[Dataset excerpts]

▼▼▼

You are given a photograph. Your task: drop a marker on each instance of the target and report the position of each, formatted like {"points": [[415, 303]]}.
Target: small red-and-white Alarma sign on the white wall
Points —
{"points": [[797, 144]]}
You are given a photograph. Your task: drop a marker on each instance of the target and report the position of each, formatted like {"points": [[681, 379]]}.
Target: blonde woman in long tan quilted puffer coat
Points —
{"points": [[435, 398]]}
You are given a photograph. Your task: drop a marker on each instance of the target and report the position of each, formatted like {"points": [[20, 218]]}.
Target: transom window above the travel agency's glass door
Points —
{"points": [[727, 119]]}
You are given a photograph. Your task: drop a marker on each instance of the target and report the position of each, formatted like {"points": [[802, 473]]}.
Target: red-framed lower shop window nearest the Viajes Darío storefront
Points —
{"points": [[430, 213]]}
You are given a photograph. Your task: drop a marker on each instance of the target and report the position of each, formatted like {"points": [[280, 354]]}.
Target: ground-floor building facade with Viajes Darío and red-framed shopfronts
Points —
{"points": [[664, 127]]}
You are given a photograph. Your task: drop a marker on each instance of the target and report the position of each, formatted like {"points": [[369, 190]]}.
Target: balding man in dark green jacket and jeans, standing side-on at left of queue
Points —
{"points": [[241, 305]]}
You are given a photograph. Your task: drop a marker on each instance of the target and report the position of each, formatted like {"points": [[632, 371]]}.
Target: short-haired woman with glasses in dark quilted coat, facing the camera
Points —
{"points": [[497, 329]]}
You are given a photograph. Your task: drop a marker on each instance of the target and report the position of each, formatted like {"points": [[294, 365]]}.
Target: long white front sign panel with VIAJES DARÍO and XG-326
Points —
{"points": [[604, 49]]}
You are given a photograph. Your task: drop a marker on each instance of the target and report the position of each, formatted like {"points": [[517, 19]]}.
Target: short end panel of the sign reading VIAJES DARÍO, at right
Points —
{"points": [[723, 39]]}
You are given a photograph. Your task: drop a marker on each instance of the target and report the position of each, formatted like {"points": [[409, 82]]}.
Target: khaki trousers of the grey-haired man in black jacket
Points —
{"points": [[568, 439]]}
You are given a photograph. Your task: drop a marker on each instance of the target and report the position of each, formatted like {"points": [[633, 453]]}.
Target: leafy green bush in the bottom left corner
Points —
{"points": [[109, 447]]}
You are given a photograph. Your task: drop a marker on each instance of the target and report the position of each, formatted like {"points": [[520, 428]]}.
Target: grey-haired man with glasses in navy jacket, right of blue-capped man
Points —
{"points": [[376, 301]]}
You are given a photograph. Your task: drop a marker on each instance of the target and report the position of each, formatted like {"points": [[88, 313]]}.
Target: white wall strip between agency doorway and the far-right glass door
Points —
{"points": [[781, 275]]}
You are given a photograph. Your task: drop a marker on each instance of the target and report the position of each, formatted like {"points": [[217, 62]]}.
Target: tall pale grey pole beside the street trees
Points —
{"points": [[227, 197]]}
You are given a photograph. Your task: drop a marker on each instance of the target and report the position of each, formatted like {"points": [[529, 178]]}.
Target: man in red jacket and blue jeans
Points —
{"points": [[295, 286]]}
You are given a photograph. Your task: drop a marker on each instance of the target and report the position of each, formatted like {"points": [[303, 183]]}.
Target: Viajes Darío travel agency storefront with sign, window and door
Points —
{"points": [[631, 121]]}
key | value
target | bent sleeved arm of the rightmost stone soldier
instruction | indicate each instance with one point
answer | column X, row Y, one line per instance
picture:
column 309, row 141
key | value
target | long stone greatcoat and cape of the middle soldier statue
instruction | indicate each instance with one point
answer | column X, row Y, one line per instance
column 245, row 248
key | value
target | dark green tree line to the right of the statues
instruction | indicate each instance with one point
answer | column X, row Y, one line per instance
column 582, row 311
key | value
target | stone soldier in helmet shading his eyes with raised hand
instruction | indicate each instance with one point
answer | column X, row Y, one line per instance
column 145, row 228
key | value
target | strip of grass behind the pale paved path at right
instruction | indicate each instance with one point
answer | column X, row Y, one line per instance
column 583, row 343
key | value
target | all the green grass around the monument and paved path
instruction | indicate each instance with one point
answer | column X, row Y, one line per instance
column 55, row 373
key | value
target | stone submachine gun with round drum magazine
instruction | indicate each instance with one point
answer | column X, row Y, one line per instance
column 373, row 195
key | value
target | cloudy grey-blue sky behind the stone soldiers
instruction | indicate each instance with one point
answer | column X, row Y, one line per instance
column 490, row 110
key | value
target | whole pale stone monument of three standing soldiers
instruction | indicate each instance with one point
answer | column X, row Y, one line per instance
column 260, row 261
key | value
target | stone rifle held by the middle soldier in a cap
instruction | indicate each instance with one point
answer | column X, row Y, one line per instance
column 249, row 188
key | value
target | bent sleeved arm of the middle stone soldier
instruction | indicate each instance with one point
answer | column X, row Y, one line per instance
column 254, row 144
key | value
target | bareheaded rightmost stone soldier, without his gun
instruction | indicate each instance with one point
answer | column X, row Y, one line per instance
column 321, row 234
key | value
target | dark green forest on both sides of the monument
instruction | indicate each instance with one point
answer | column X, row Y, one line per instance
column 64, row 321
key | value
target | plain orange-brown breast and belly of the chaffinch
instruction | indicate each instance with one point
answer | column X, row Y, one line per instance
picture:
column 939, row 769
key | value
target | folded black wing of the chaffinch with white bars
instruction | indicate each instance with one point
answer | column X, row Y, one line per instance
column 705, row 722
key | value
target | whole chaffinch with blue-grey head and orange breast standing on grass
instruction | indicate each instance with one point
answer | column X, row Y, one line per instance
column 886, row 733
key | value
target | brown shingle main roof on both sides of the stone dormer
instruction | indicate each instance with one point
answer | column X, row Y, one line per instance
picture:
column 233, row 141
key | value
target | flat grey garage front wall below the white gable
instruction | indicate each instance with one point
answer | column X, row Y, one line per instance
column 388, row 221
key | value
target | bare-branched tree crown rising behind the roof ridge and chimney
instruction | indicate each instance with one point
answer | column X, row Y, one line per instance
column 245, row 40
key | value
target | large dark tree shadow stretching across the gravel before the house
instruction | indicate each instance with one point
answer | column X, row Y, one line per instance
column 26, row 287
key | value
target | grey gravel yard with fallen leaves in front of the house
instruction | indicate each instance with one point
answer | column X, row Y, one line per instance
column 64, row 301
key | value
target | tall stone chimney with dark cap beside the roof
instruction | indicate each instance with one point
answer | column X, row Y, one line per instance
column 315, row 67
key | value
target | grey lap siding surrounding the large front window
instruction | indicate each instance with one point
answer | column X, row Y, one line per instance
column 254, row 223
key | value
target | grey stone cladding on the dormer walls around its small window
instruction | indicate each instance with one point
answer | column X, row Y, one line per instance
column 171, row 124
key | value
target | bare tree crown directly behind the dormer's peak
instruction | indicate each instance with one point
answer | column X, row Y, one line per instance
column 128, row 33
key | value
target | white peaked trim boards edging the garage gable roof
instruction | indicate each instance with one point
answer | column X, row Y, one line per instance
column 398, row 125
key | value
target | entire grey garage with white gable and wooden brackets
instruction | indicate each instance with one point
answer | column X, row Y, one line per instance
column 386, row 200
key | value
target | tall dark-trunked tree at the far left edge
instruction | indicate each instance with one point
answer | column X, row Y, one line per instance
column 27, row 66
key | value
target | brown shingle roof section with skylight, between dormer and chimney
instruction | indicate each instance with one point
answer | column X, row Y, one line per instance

▲▲▲

Copy out each entry precisely. Leave nothing out.

**EXERCISE ANSWER**.
You are given a photograph. Your task: drop a marker on each instance of the target and report the position of each, formatted like {"points": [[415, 303]]}.
Target: small red-and-white Alarma sign on the white wall
Points —
{"points": [[797, 144]]}
You are given a photograph. Your task: drop a marker on each instance of the target and report the position of each, formatted like {"points": [[681, 379]]}.
Target: blonde woman in long tan quilted puffer coat
Points —
{"points": [[435, 398]]}
You are given a photograph. Your task: drop a marker on each instance of the target and report the position of each, formatted like {"points": [[20, 218]]}.
Target: transom window above the travel agency's glass door
Points —
{"points": [[727, 119]]}
You are given a photograph. Your task: drop a marker on each instance of the target and report the position of each, formatted like {"points": [[802, 473]]}.
Target: red-framed lower shop window nearest the Viajes Darío storefront
Points —
{"points": [[430, 213]]}
You are given a photograph. Your task: drop a marker on each instance of the target and report the position of each, formatted like {"points": [[280, 354]]}.
Target: ground-floor building facade with Viajes Darío and red-framed shopfronts
Points —
{"points": [[664, 127]]}
You are given a photograph. Your task: drop a marker on each instance of the target and report the position of each, formatted like {"points": [[369, 190]]}.
Target: balding man in dark green jacket and jeans, standing side-on at left of queue
Points —
{"points": [[241, 305]]}
You are given a photograph. Your task: drop a marker on each instance of the target and report the position of each, formatted like {"points": [[632, 371]]}.
Target: short-haired woman with glasses in dark quilted coat, facing the camera
Points —
{"points": [[497, 329]]}
You are given a photograph. Your task: drop a marker on each instance of the target and report the position of each, formatted like {"points": [[294, 365]]}.
Target: long white front sign panel with VIAJES DARÍO and XG-326
Points —
{"points": [[604, 49]]}
You are given a photograph. Your task: drop a marker on each instance of the target and report the position of each, formatted like {"points": [[517, 19]]}.
Target: short end panel of the sign reading VIAJES DARÍO, at right
Points —
{"points": [[723, 39]]}
You are given a photograph. Your task: drop a marker on each instance of the target and report the position of each, formatted like {"points": [[409, 82]]}.
Target: khaki trousers of the grey-haired man in black jacket
Points —
{"points": [[568, 439]]}
You are given a photograph. Your task: drop a marker on each instance of the target and report the position of each, formatted like {"points": [[633, 453]]}.
Target: leafy green bush in the bottom left corner
Points —
{"points": [[109, 447]]}
You are given a photograph. Your task: drop a marker on each instance of the target and report the position of each, formatted like {"points": [[520, 428]]}.
Target: grey-haired man with glasses in navy jacket, right of blue-capped man
Points —
{"points": [[376, 301]]}
You are given a photograph. Your task: drop a marker on each instance of the target and report the position of each, formatted like {"points": [[88, 313]]}.
Target: white wall strip between agency doorway and the far-right glass door
Points —
{"points": [[781, 275]]}
You are given a photograph. Your task: drop a marker on each instance of the target and report the position of each, formatted like {"points": [[217, 62]]}.
Target: tall pale grey pole beside the street trees
Points —
{"points": [[227, 197]]}
You are given a photograph. Your task: drop a marker on each instance of the target and report the position of each, formatted like {"points": [[529, 178]]}.
Target: man in red jacket and blue jeans
Points —
{"points": [[295, 286]]}
You are given a photograph. Your task: drop a marker on each instance of the target and report the position of each, formatted like {"points": [[303, 183]]}.
Target: Viajes Darío travel agency storefront with sign, window and door
Points —
{"points": [[631, 121]]}
key | value
target | bent sleeved arm of the rightmost stone soldier
instruction | indicate each instance with one point
answer | column X, row Y, one line per instance
picture:
column 309, row 141
key | value
target | long stone greatcoat and cape of the middle soldier statue
instruction | indicate each instance with one point
answer | column X, row Y, one line per instance
column 245, row 248
key | value
target | dark green tree line to the right of the statues
instruction | indicate each instance with one point
answer | column X, row Y, one line per instance
column 582, row 311
key | value
target | stone soldier in helmet shading his eyes with raised hand
instruction | indicate each instance with one point
answer | column X, row Y, one line per instance
column 145, row 228
key | value
target | strip of grass behind the pale paved path at right
instruction | indicate each instance with one point
answer | column X, row Y, one line per instance
column 583, row 343
key | value
target | all the green grass around the monument and paved path
instruction | indicate each instance with one point
answer | column X, row Y, one line per instance
column 55, row 373
key | value
target | stone submachine gun with round drum magazine
instruction | indicate each instance with one point
answer | column X, row Y, one line per instance
column 373, row 195
key | value
target | cloudy grey-blue sky behind the stone soldiers
instruction | indicate each instance with one point
answer | column X, row Y, one line per instance
column 490, row 110
key | value
target | whole pale stone monument of three standing soldiers
instruction | indicate each instance with one point
answer | column X, row Y, one line per instance
column 260, row 261
key | value
target | stone rifle held by the middle soldier in a cap
instruction | indicate each instance with one point
answer | column X, row Y, one line per instance
column 249, row 188
key | value
target | bent sleeved arm of the middle stone soldier
instruction | indicate each instance with one point
answer | column X, row Y, one line per instance
column 254, row 144
key | value
target | bareheaded rightmost stone soldier, without his gun
instruction | indicate each instance with one point
answer | column X, row Y, one line per instance
column 321, row 234
key | value
target | dark green forest on both sides of the monument
instruction | indicate each instance with one point
answer | column X, row Y, one line per instance
column 64, row 321
key | value
target | plain orange-brown breast and belly of the chaffinch
instruction | indicate each instance with one point
answer | column X, row Y, one line per instance
picture:
column 939, row 769
key | value
target | folded black wing of the chaffinch with white bars
instruction | indicate each instance with one point
answer | column X, row Y, one line per instance
column 705, row 722
key | value
target | whole chaffinch with blue-grey head and orange breast standing on grass
instruction | indicate each instance with one point
answer | column X, row Y, one line per instance
column 886, row 733
key | value
target | brown shingle main roof on both sides of the stone dormer
instruction | indicate each instance with one point
answer | column X, row Y, one line per instance
picture:
column 233, row 141
key | value
target | flat grey garage front wall below the white gable
instruction | indicate each instance with one point
answer | column X, row Y, one line per instance
column 388, row 221
key | value
target | bare-branched tree crown rising behind the roof ridge and chimney
instruction | indicate each instance with one point
answer | column X, row Y, one line per instance
column 245, row 40
key | value
target | large dark tree shadow stretching across the gravel before the house
instruction | indicate each instance with one point
answer | column X, row Y, one line per instance
column 26, row 287
key | value
target | grey gravel yard with fallen leaves in front of the house
instruction | indicate each instance with one point
answer | column X, row Y, one line per instance
column 64, row 301
key | value
target | tall stone chimney with dark cap beside the roof
instruction | indicate each instance with one point
answer | column X, row Y, one line per instance
column 315, row 67
key | value
target | grey lap siding surrounding the large front window
instruction | indicate each instance with one point
answer | column X, row Y, one line per instance
column 254, row 223
key | value
target | grey stone cladding on the dormer walls around its small window
instruction | indicate each instance with one point
answer | column X, row Y, one line per instance
column 171, row 124
key | value
target | bare tree crown directly behind the dormer's peak
instruction | indicate each instance with one point
answer | column X, row Y, one line per instance
column 128, row 33
key | value
target | white peaked trim boards edging the garage gable roof
instruction | indicate each instance with one point
answer | column X, row Y, one line per instance
column 398, row 125
key | value
target | entire grey garage with white gable and wooden brackets
instruction | indicate each instance with one point
answer | column X, row Y, one line per instance
column 386, row 200
key | value
target | tall dark-trunked tree at the far left edge
instruction | indicate each instance with one point
answer | column X, row Y, one line per instance
column 27, row 66
key | value
target | brown shingle roof section with skylight, between dormer and chimney
instruction | indicate each instance with one point
answer | column X, row Y, one line per instance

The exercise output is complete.